22 EUR für Premium ist doch total ok... 
Google ist Dein Freund.


----------



## ich111 (10. Juni 2012)

*AW: Battlefield Premium wird im Handel erscheinen*

Da kann man als Version nicht mehr Deutsch auswählen, daher wird der Code dann nicht funktionieren


----------



## Trefoil80 (10. Juni 2012)

*AW: Battlefield Premium wird im Handel erscheinen*

Wenn Du meinst...


----------



## 10203040 (10. Juni 2012)

*AW: Battlefield Premium wird im Handel erscheinen*

Hast meine PN übersehen wäre froh über ein Link Ist ja legal.


----------



## Trefoil80 (10. Juni 2012)

*AW: Battlefield Premium wird im Handel erscheinen*

Das bekommste auch ohne eine Linkangabe meinerseits raus...Eigeninitiative ist gefragt.


----------



## Axel_Foly (11. Juni 2012)

*AW: Battlefield Premium wird im Handel erscheinen*

einen Händler gibts schon im Preisvergleich ...


----------



## twentythree (11. Juni 2012)

* ZEILENAUSZÜGE

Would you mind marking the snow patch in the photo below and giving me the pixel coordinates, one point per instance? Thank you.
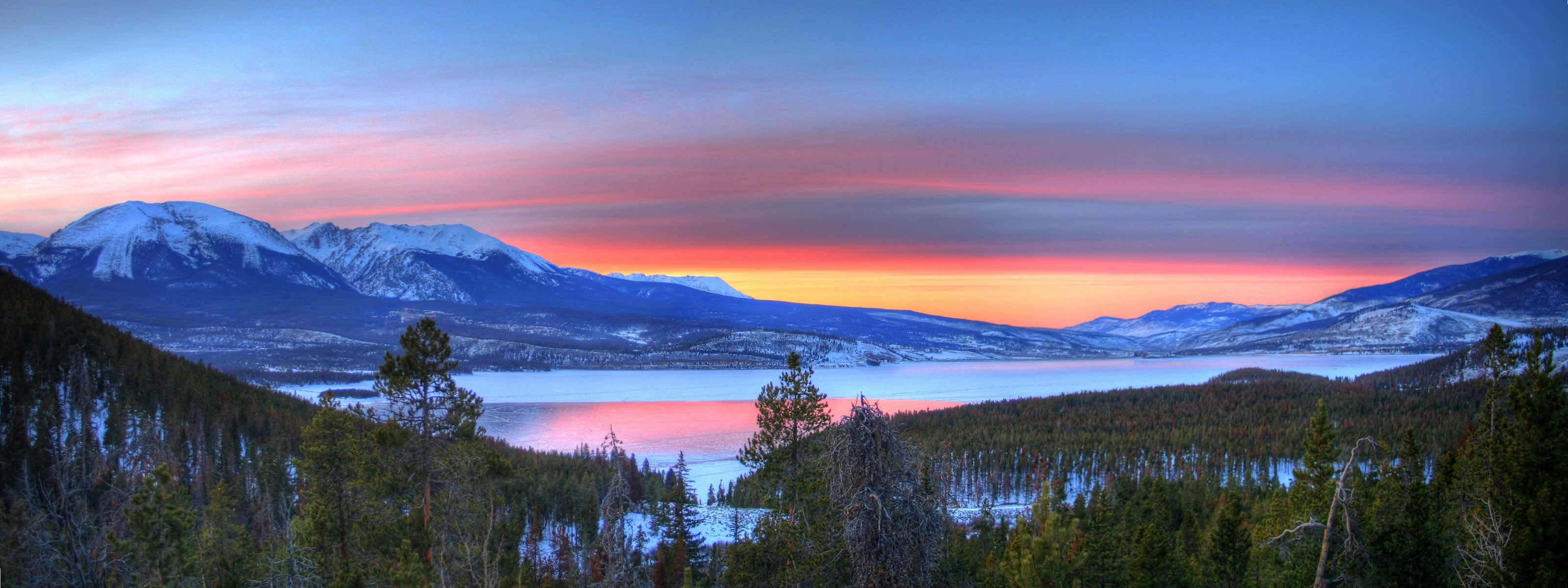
(710, 284)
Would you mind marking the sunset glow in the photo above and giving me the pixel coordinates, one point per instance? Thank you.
(973, 164)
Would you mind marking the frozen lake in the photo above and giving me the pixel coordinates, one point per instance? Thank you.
(708, 413)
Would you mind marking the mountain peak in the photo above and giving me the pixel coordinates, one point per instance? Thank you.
(190, 229)
(710, 284)
(457, 241)
(13, 244)
(179, 242)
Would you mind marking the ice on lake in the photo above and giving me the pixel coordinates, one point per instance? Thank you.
(708, 413)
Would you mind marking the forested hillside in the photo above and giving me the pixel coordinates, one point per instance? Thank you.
(1255, 479)
(1247, 422)
(124, 465)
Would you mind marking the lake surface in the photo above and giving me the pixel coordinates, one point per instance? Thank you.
(708, 413)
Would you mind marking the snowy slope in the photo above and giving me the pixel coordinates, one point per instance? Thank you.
(417, 263)
(1388, 328)
(702, 283)
(1162, 327)
(1460, 288)
(1427, 281)
(1536, 295)
(13, 244)
(178, 242)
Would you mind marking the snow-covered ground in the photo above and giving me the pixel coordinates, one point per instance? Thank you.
(708, 413)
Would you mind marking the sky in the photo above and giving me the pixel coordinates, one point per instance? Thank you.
(1031, 164)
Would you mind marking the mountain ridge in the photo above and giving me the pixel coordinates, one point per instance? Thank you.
(212, 284)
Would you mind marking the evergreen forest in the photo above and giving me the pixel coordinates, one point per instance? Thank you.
(127, 466)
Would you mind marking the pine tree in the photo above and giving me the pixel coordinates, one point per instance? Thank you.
(429, 404)
(680, 548)
(1227, 546)
(1533, 471)
(788, 413)
(1404, 539)
(1315, 476)
(226, 559)
(162, 527)
(331, 455)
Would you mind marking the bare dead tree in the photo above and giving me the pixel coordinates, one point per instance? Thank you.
(1337, 506)
(1481, 556)
(615, 545)
(893, 523)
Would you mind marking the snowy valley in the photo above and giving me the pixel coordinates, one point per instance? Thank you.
(214, 284)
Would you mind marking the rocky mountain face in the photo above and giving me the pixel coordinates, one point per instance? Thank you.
(216, 284)
(1432, 311)
(702, 283)
(220, 286)
(173, 245)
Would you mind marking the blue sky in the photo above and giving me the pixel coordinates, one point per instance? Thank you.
(902, 143)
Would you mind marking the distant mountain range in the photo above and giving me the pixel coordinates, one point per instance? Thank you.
(219, 286)
(1431, 311)
(229, 289)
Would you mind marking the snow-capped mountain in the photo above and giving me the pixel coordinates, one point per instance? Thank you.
(1387, 328)
(1427, 281)
(1159, 328)
(174, 245)
(214, 284)
(1435, 310)
(702, 283)
(1534, 295)
(449, 263)
(13, 244)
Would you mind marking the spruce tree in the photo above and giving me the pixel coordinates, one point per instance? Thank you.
(1533, 471)
(162, 523)
(226, 559)
(788, 413)
(1315, 474)
(1227, 546)
(681, 546)
(333, 452)
(429, 404)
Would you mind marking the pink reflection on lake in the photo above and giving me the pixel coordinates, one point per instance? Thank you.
(710, 432)
(648, 427)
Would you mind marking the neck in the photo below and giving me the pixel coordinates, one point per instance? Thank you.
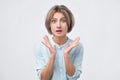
(60, 40)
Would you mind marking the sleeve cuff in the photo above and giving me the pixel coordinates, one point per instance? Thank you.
(75, 76)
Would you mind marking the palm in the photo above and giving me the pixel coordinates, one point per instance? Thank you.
(72, 45)
(46, 42)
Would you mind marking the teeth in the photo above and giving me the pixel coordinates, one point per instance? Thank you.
(58, 30)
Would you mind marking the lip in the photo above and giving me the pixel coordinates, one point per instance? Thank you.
(58, 30)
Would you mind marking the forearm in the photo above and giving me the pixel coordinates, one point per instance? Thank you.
(48, 70)
(70, 68)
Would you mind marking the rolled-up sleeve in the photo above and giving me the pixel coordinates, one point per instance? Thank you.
(77, 63)
(40, 60)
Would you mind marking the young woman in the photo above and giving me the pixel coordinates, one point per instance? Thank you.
(58, 57)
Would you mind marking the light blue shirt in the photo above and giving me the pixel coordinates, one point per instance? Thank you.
(59, 72)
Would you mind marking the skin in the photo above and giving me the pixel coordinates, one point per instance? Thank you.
(58, 22)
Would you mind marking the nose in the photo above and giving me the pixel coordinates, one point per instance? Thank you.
(58, 24)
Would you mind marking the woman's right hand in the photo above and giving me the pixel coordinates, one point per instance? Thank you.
(47, 43)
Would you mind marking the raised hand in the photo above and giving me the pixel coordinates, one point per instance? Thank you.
(72, 45)
(47, 43)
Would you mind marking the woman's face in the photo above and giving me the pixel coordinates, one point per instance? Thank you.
(58, 25)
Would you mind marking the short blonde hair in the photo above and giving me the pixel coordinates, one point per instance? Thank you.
(65, 11)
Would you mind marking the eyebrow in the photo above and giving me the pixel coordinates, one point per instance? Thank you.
(56, 18)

* ARBEITSAUFTRAG
Nimm den Forumsthread über Battlefield Premium im Handel dort wieder auf, wo er aufhört, und führe ihn weiter. Die Zeilen haben mit dem Forumsthread nichts zu tun.

* ANTWORT
*AW: Battlefield Premium wird im Handel erscheinen*

Perfekt.
Ohne Verpackung wird gar nix gekauft


----------



## Rayza (11. Juni 2012)

*AW: Battlefield Premium wird im Handel erscheinen*

Weshalb wird sowas eigl. unterstützt? Ich mein, es ist um einiges umfangreicher als die DLCs von CoD & Konsorten, jedoch kann man davon ausgehen, dass es bald weniger Inhalte gibt, der Preis sich jedoch nicht verändern wird - denn EA sieht, dass gekauft wird.

Ich würdige die Arbeit der Entwickler, aber 50€ (bzw. alles über 30€) wäre einfach zu viel - das ist quasi ein ganzes Spiel! Noch dazu, dass die Premium Waffen höchstwahrscheinlich stärker sind (noch nicht richtig balanced) weshalb jeder Nichtkäufer benachteiligt wird.. Schade, früher war das nicht so :/


----------



## EDDIE2Fast (11. Juni 2012)

*AW: Battlefield Premium wird im Handel erscheinen*



Rayza schrieb:


> Weshalb wird sowas eigl. unterstützt? Ich mein, es ist um einiges umfangreicher als die DLCs von CoD & Konsorten, jedoch kann man davon ausgehen, dass es bald weniger Inhalte gibt, der Preis sich jedoch nicht verändern wird - denn EA sieht, dass gekauft wird.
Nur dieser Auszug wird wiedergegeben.